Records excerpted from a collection

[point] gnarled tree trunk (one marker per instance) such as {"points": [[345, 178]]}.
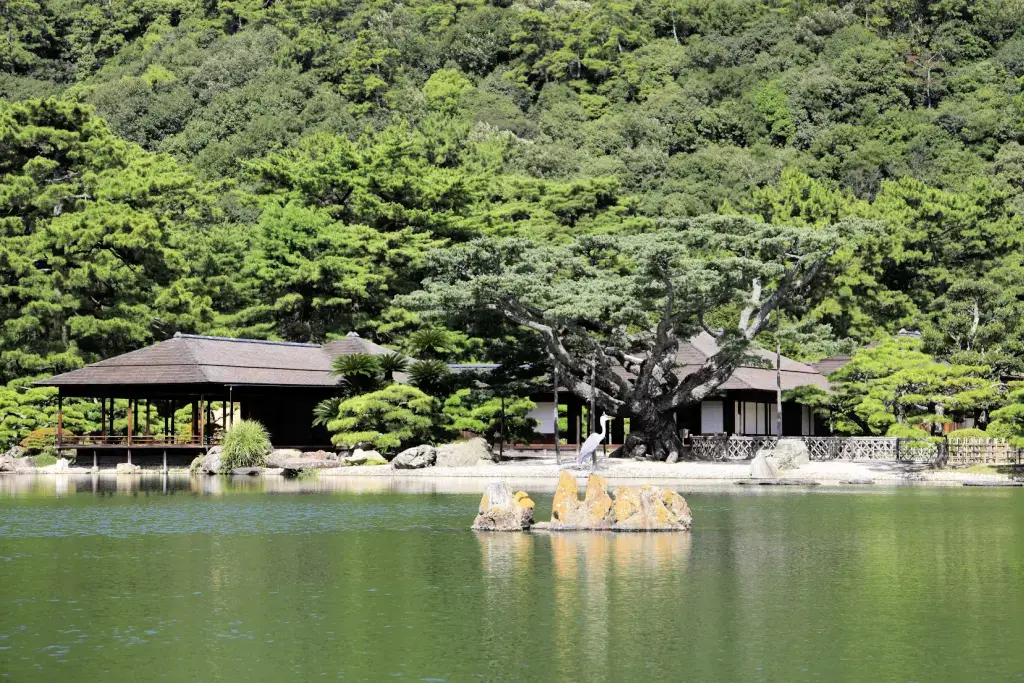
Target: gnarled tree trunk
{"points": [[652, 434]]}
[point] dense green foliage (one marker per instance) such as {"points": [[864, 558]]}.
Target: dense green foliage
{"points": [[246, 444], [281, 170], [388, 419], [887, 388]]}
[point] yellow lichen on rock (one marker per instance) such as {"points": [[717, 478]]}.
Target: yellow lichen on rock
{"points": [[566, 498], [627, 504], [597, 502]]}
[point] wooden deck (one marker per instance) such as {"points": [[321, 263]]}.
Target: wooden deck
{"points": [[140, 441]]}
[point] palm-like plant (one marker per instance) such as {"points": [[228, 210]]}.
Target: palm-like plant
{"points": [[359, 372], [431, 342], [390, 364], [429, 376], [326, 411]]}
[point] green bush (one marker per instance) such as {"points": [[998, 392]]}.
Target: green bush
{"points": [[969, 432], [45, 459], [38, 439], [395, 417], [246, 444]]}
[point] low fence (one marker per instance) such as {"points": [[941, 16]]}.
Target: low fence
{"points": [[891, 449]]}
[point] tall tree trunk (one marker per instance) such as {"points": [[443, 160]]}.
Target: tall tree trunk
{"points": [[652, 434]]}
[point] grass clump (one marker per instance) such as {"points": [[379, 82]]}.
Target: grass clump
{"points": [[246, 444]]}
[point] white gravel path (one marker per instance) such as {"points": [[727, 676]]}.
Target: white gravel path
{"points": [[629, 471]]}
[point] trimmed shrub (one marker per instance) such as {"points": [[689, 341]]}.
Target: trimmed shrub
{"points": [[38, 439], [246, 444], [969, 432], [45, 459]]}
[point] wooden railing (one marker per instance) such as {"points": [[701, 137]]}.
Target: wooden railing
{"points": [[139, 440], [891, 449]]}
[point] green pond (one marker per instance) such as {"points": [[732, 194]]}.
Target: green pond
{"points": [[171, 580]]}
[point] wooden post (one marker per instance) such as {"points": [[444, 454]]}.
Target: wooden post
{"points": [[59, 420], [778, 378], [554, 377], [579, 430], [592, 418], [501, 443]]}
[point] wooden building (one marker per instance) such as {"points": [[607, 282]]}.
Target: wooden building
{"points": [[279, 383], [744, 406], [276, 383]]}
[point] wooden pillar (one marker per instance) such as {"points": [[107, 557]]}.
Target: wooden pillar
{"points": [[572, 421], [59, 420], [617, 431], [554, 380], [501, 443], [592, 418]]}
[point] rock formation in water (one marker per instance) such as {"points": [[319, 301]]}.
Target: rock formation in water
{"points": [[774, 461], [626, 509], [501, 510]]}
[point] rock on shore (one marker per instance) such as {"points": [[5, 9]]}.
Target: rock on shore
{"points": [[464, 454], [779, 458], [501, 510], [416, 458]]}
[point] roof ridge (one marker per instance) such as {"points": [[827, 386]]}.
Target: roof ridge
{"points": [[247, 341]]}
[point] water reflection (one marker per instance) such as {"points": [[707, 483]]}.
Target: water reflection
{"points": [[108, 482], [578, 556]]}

Work to complete =
Beginning with the line that contains "Target: rock formation in water", restate word for word each line through the last one in the data, and write nothing more.

Solution to the problem =
Target: rock formation in water
{"points": [[774, 461], [626, 509], [501, 510]]}
[point] rock on shore (one marker per instance) such as {"points": [[5, 9]]}.
Target: rock on shore
{"points": [[464, 454], [779, 458], [501, 510], [416, 458]]}
[point] roof ridge (one marker per instance) such as {"points": [[827, 386]]}.
Target: roof ridge
{"points": [[247, 341]]}
[point] water reflection (one marker per instance) such as {"points": [[707, 483]]}.
Target: water reflection
{"points": [[108, 482], [578, 556]]}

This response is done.